* [QUOTED TEXT]
Computer Architecture, A Quantitative Approach (5th edition). I need to update my copy, but this text really allows one to reason about scale and performance.
An Introduction to the Analysis of Algorithms, 2nd Edition. Again, I need to update my copy, but this provides the key mathematical foundations for algorithmic analysis and their performance.
Framework Design Guidelines: Conventions, Idioms, and Patterns for Reusable .NET Libraries (2nd Edition). This is much more practical of a book, but it gives key insights into framework design. Yes, it's about .Net, but it's really about large scale object oriented design applied in the real world and therefore useful to all.
Modern Operating Systems (4th Edition), Tannebaum. A great insight into OS internals, including key concepts that are useful in all sorts of programming.
Essentials of Programming Languages (3rd Edition). A deep dive into interpretation of programs. Provides a great start into programming language semantics.
Compiling with Continuations, Andrew Appel. Of course, the Dragon book is useful. But this book really gives some unique insights into program analysis. Combine this with Engineering a Compiler and you have insights into how code really is transformed into executable artifacts.
In fact, this reminds me, I need to go make sure I still have my copy. It's pricey to replace.

* [INPUT FOR THIS TASK]

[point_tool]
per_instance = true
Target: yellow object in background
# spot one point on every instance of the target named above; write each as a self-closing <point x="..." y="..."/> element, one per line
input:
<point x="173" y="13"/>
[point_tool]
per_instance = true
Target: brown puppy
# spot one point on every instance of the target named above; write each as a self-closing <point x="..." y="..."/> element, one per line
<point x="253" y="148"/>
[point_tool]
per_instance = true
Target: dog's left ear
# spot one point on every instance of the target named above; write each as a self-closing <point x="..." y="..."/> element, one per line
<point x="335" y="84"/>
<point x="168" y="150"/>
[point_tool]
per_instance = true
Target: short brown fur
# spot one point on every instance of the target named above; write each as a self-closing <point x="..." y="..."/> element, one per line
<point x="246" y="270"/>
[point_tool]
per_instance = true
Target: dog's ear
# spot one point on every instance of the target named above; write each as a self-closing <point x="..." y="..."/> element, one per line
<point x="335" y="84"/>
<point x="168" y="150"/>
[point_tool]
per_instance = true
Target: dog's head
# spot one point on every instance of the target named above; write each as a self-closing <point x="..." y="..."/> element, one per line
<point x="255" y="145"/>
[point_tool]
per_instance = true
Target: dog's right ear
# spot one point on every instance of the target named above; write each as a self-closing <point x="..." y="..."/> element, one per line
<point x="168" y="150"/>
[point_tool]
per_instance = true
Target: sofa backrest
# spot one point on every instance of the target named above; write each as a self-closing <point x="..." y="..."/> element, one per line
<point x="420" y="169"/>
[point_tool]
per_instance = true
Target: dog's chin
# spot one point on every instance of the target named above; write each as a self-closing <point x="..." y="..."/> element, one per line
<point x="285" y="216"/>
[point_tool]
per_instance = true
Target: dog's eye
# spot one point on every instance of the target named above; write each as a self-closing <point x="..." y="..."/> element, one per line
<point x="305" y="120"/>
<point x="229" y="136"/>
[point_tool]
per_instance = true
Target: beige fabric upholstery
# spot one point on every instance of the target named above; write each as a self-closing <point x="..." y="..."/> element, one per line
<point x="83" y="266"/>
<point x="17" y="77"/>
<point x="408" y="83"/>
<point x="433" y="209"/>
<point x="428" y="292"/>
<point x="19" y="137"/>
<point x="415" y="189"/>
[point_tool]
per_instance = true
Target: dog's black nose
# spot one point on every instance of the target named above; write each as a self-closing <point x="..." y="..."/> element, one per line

* [TASK INSTRUCTIONS]
A) Which book does the book list suggest combining with Compiling with Continuations?
B) Please count the lines in the records that contain the word "brown", and give only the number.

* [EXPECTED RESULTS]
A) Engineering a Compiler

B) 2